WHAT IS REQUIRED
An exact, complete copy of the entries below is required, minus any pictures.

══ DATA EXCERPTS ══

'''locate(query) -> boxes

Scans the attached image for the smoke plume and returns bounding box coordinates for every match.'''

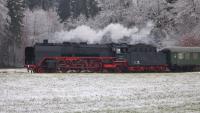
[53,21,154,44]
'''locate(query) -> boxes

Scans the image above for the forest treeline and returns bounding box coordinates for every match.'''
[0,0,200,67]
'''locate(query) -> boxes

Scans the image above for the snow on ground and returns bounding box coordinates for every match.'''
[0,69,27,74]
[0,69,200,113]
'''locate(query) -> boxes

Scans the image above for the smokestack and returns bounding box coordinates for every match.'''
[43,39,48,44]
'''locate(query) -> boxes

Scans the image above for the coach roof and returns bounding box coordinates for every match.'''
[162,47,200,52]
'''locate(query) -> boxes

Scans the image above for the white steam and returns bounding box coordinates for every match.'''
[53,21,154,44]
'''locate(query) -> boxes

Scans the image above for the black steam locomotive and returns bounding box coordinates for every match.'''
[25,40,200,73]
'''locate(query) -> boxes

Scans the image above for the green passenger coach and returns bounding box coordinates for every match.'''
[161,47,200,71]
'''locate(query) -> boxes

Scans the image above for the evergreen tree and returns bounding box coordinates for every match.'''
[57,0,71,22]
[87,0,99,18]
[79,0,88,17]
[0,0,9,67]
[7,0,25,45]
[70,0,80,18]
[7,0,25,66]
[25,0,55,10]
[57,0,100,22]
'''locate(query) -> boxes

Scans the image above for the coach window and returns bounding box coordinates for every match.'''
[178,53,184,60]
[192,53,198,60]
[185,53,190,60]
[174,54,177,59]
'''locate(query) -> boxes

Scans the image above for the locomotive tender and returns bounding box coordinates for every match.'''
[25,40,200,73]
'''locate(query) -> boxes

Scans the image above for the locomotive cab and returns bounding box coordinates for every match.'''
[112,44,128,60]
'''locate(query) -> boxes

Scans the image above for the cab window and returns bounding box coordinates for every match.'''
[121,48,128,53]
[116,48,121,54]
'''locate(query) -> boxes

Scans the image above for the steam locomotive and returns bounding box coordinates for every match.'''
[25,40,200,73]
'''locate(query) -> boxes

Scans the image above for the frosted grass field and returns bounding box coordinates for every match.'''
[0,69,200,113]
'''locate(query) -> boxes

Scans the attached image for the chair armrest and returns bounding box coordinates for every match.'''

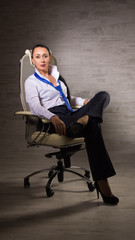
[15,111,32,116]
[15,106,82,123]
[72,105,82,110]
[15,111,50,123]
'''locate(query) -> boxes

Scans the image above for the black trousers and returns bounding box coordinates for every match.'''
[81,118,116,181]
[47,91,116,181]
[49,91,110,128]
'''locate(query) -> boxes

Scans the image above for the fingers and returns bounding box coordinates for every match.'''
[84,99,89,105]
[50,115,66,135]
[55,122,66,136]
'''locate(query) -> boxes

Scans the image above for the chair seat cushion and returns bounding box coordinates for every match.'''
[31,132,84,148]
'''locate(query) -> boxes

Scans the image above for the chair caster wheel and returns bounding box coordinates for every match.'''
[46,187,54,197]
[84,170,90,179]
[87,182,95,192]
[48,170,54,178]
[24,178,30,188]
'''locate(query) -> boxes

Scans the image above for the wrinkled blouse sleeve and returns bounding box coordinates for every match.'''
[25,77,55,120]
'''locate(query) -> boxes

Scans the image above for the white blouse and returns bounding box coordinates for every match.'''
[25,66,86,120]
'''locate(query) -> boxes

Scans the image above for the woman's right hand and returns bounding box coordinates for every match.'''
[50,115,66,136]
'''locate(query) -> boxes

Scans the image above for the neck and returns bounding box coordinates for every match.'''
[37,66,52,77]
[38,70,49,78]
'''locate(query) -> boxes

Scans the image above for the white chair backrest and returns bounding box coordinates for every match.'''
[20,49,57,111]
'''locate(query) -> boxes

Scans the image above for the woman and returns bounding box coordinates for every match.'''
[25,44,119,205]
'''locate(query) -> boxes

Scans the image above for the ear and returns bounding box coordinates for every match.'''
[31,58,35,65]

═══

ANSWER SECTION
'''locate(query) -> boxes

Scans the attached image for the smoke plume and returns bounding box coordinates for every match.'''

[53,21,154,44]
'''locate(query) -> boxes

Scans the image above for the forest treeline and returns bounding box coordinates for every match.'''
[0,0,200,67]
'''locate(query) -> boxes

Scans the image above for the snow on ground and returns bounding box coordinates for every match.'''
[0,69,27,74]
[0,69,200,113]
'''locate(query) -> boxes

Scans the image above for the smokestack and returns bounding box coordinates for every match.'''
[43,39,48,44]
'''locate(query) -> boxes

Scans the image above for the coach roof and returns bounding box coordinates for every match.'''
[162,47,200,52]
'''locate(query) -> boxes

Scans the image above for the white steam and returns bounding box coordinates for every match.'''
[53,21,154,44]
'''locate(query) -> boxes

Scans the image above for the black steam locomotive and returns bounding box coordinates for every match.'''
[25,40,200,73]
'''locate(query) -> boxes

Scans the image above for the green passenger coach and returns bounding box coordinates for every match.'''
[161,47,200,71]
'''locate(query) -> boxes

Scans the image above for the evergreen tree and returns bounding box coordinates for every match.'''
[57,0,71,22]
[87,0,99,18]
[79,0,88,17]
[0,0,9,67]
[7,0,25,45]
[70,0,80,18]
[7,0,25,66]
[25,0,55,10]
[57,0,100,22]
'''locate(query) -> boxes

Scans the image above for the coach window and returns bounding box coordinates for every match.'''
[178,53,184,60]
[192,53,198,60]
[185,53,190,60]
[174,54,177,59]
'''locate(query) -> boxes

Scans the image above for the locomotive tender and returns bounding box coordinates for every match.'''
[25,40,200,73]
'''locate(query) -> boxes

Scans the image above for the locomotive cab and returns bounding box coordinates for every match.'''
[112,44,128,60]
'''locate(query) -> boxes

Scans the image above for the cab window and returns bounding box coordinates for every match.'''
[121,48,128,53]
[116,48,121,54]
'''locate(query) -> boxes

Scans the image above for the steam locomotive and returns bounding box coordinates for every match.'''
[25,40,200,73]
'''locate(query) -> boxes

Scans the image above for the frosted grass field and returns bounding box coordinates for every match.'''
[0,69,200,113]
'''locate(query) -> boxes

Scans the attached image for the chair armrest and returns bounding box coordinates for every match.'''

[15,111,32,116]
[15,106,82,123]
[72,105,82,110]
[15,111,50,123]
'''locate(query) -> boxes

Scans the image above for the black trousers and returns bounding box coordinates for every match.'''
[81,118,116,181]
[47,91,116,181]
[49,91,110,128]
'''locate(query) -> boxes

Scans the image above for the fingers and returns bounding box coordinates for every match.'''
[84,99,89,105]
[50,115,66,135]
[55,122,66,136]
'''locate(query) -> boxes

Scans the image above for the chair seat cushion and returns bounding box coordinates for every match.'''
[31,132,84,148]
'''locate(query) -> boxes

Scans the image above for the chair caster wheel and returns bounding box coordinates for every match.'''
[46,187,54,197]
[84,170,90,179]
[87,182,95,192]
[48,170,54,178]
[24,178,30,188]
'''locate(query) -> boxes

Scans the image above for the wrinkled blouse sleeve and returns bounding box coordinates for every match.'''
[25,77,55,120]
'''locate(query) -> boxes

Scans the image above for the white blouse and returns bounding box coordinates for every match.'''
[25,66,86,120]
'''locate(query) -> boxes

Scans the image above for the woman's right hand and returns bounding box coordinates for every match.'''
[50,115,66,136]
'''locate(query) -> boxes

Scans the image above for the neck and returns bounding box coordinates for every match.'''
[37,66,52,77]
[38,70,49,78]
'''locate(query) -> boxes

Scans the image above for the white chair backrest and returns bounding box coordinates for every match.'''
[20,49,57,111]
'''locate(query) -> boxes

Scans the image above for the woman and returns bounding box coordinates for every match.'''
[25,44,119,205]
'''locate(query) -> boxes

Scans the image above for the ear and returns bounding box coordinates for every match.'''
[31,58,35,65]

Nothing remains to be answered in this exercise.